### TRY IT
Each entry must appear in the answer exactly as given.

### EXERCISE INPUT
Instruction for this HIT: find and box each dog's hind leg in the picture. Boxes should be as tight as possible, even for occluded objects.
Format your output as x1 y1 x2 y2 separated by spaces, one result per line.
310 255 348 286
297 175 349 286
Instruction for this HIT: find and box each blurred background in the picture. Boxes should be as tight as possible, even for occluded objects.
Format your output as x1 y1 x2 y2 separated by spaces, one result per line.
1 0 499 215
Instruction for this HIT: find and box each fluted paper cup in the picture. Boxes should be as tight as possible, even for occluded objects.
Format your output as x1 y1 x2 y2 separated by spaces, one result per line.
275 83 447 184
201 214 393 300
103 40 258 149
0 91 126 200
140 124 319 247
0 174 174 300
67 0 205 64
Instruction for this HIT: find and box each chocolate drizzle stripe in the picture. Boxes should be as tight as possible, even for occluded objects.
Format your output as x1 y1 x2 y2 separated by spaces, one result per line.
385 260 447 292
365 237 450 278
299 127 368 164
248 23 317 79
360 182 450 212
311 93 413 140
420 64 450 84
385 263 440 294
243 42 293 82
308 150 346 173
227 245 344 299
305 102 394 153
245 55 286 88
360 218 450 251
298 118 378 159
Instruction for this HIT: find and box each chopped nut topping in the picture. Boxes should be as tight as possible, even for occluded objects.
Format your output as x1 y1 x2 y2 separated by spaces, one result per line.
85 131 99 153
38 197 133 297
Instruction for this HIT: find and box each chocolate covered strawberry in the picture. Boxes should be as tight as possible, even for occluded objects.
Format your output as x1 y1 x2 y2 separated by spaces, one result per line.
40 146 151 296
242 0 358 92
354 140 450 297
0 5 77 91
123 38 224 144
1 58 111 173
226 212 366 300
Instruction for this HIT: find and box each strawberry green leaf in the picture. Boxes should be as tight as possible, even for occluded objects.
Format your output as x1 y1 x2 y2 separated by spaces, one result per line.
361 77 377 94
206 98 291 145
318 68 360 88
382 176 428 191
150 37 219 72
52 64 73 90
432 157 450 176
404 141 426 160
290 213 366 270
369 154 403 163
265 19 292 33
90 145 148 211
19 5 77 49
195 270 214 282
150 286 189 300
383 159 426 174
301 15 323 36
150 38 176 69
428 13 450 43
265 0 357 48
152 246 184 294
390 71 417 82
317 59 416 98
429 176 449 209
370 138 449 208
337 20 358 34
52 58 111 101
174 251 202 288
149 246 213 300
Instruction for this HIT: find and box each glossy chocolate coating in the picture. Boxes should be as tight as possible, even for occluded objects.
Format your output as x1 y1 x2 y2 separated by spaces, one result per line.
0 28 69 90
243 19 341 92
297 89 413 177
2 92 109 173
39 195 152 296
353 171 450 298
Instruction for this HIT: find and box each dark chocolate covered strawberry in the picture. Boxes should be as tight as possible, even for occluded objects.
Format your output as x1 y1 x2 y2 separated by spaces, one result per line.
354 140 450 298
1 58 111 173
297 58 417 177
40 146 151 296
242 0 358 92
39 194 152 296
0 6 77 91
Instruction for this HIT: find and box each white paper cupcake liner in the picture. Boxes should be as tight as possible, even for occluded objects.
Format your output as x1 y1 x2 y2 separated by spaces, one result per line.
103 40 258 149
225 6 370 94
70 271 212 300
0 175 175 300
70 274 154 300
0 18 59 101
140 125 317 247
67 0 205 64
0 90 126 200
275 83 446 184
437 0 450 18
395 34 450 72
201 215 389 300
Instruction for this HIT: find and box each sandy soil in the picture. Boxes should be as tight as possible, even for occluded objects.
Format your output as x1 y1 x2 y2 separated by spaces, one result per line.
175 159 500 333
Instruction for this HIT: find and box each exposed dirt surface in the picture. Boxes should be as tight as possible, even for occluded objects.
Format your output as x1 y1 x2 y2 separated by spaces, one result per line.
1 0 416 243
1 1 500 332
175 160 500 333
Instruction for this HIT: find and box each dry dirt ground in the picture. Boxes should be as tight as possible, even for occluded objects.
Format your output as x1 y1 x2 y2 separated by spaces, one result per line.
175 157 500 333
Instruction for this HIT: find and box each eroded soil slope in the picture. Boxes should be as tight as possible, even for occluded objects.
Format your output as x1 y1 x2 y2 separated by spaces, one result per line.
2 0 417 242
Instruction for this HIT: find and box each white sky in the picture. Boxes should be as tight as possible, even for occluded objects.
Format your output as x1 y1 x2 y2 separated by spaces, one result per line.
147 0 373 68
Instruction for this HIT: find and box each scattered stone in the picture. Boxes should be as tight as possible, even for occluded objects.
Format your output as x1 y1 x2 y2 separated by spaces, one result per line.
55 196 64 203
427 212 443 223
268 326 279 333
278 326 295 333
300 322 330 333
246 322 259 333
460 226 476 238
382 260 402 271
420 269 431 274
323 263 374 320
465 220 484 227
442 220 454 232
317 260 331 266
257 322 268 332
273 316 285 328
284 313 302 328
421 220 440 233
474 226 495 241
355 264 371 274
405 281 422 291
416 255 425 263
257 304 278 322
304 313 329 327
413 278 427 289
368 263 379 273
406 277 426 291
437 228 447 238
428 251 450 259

### WRITTEN ANSWER
Instruction for this HIT: find and box each dog's hind leg in the picture. Boxes should be as tight as possible, even for occluded objects.
Format your output as x1 y1 x2 y2 separated by spaces, one result per line.
310 255 348 286
297 175 349 286
Instruction for this HIT: find and box each blurred background in the picture. Boxes should be as tight as possible, even for occluded objects.
Format your output as x1 y1 x2 y2 separated by spaces, one result per line.
1 0 499 215
Instruction for this HIT: find and box each fluted paper cup in the picture. Boxes should be as tight as possible, even for occluded objects.
Format your output as x1 y1 x2 y2 separated by spaces, one result per line.
275 83 447 184
201 214 393 300
103 40 258 149
0 91 126 200
140 124 319 247
0 174 174 300
67 0 205 64
Instruction for this HIT: find and box each chocolate drizzle stripe in the picture. Boxes should be as tight as possible, even for occluded objects.
Format your output as x1 y1 x2 y2 separated by spaces, one result per line.
385 260 447 292
365 237 450 278
299 127 368 164
248 23 317 79
360 182 450 212
311 93 413 140
420 64 450 84
385 263 440 294
243 42 293 82
308 150 346 173
227 245 344 299
305 102 394 153
245 55 286 88
360 218 450 251
298 118 378 159
Instruction for this HIT: find and box each chopped nut topping in the picture. Boxes should be as tight as possible, even for occluded objects.
Format your output as x1 y1 x2 y2 separated by spaces, one result per line.
85 131 99 153
38 197 133 297
Instruction for this HIT: find and box each chocolate covered strawberry in the picture. Boxes should be as tight as possible, even for occluded objects.
Format your output as x1 y1 x2 y2 separated by spaces, one result per line.
40 146 151 296
242 0 358 92
354 140 450 297
0 5 77 91
123 38 224 144
1 58 111 173
226 212 366 300
Instruction for this HIT: find and box each strawberry green leaf in the picture. Boxes should be as tight as possible, even for occluded objects.
Format your output as x1 y1 x2 y2 separated by spaces, one result per line.
361 77 377 94
206 98 291 145
318 68 360 88
382 176 428 191
150 37 219 72
52 64 73 90
432 157 450 176
404 141 426 160
290 213 366 270
369 154 403 163
265 19 292 33
90 145 148 211
19 5 77 49
195 270 214 282
150 286 189 300
383 159 426 174
301 15 323 36
150 38 176 69
428 13 450 43
265 0 357 48
152 246 184 294
390 71 417 82
317 59 416 98
429 176 449 209
370 138 449 208
337 20 358 34
52 58 111 101
174 251 202 288
149 246 213 300
Instruction for this HIT: find and box each glossy chocolate coating in the picture. Boxes should be as tight as possible, even for occluded objects.
Format your output as x1 y1 x2 y2 separated by spaces, one result per line.
0 28 69 90
243 19 341 92
297 89 413 177
2 92 109 173
39 195 152 296
353 171 450 298
Instruction for this HIT: find and box each dark chocolate covered strawberry in the picture. Boxes should be as tight as possible, even for occluded objects.
Format your output as x1 y1 x2 y2 separated by spaces, one result per line.
354 140 450 298
1 58 111 173
297 58 417 177
40 146 151 296
242 0 358 92
39 194 152 296
0 6 77 91
Instruction for this HIT: find and box each white paper cupcake liner in the picture. Boxes should be as tight as possible, even for occluded objects.
Format your output as x1 y1 x2 y2 separated by spaces, one result per line.
103 40 258 149
225 6 370 94
70 271 212 300
0 175 175 300
70 274 154 300
0 18 59 101
140 125 317 247
67 0 205 64
0 90 126 200
275 83 446 184
437 0 450 18
395 34 450 72
201 215 389 300
Instruction for this HIT: find and box each sandy soil in the picture. Boxes should be as tight as possible, even for occluded objects.
Format your output as x1 y1 x2 y2 separated by spaces, one result per line.
175 159 500 333
Instruction for this HIT: find and box each exposed dirt surface in the picture. Boxes should be as tight as possible, even for occluded objects.
Format your output as x1 y1 x2 y2 separated by spaces, one result per line.
1 0 416 243
1 1 500 332
175 160 500 333
Instruction for this HIT: find and box each dry dirt ground in the picture. Boxes should be as tight as possible, even for occluded objects.
Format your output as x1 y1 x2 y2 separated by spaces, one result per line.
175 157 500 333
Instruction for this HIT: find and box each eroded soil slope in the picture. Boxes should be as tight as possible, even for occluded objects.
Format your output as x1 y1 x2 y2 separated by spaces, one result per line.
2 0 417 242
Instruction for this HIT: find and box each white sky in the picture. Boxes should be as tight as possible, even for occluded objects.
Format your output as x1 y1 x2 y2 separated by spaces, one result per line.
147 0 373 68
Instruction for this HIT: find and box each scattered stone in the picture. Boxes should be as tight as possible, even for occluded objects.
Format your output as x1 y1 x2 y2 separated by spaces, one result per line.
55 196 64 203
427 212 443 223
268 326 279 333
278 326 295 333
300 322 330 333
246 322 259 333
460 226 476 238
382 260 402 271
420 269 431 274
323 263 374 320
465 220 484 227
442 220 454 232
317 260 331 266
257 322 268 332
273 316 285 328
284 313 302 328
421 220 440 233
474 226 495 241
355 264 371 274
405 281 422 291
416 255 425 263
257 304 278 322
304 313 329 327
413 278 427 289
368 263 379 273
406 277 426 291
437 228 447 238
428 251 450 259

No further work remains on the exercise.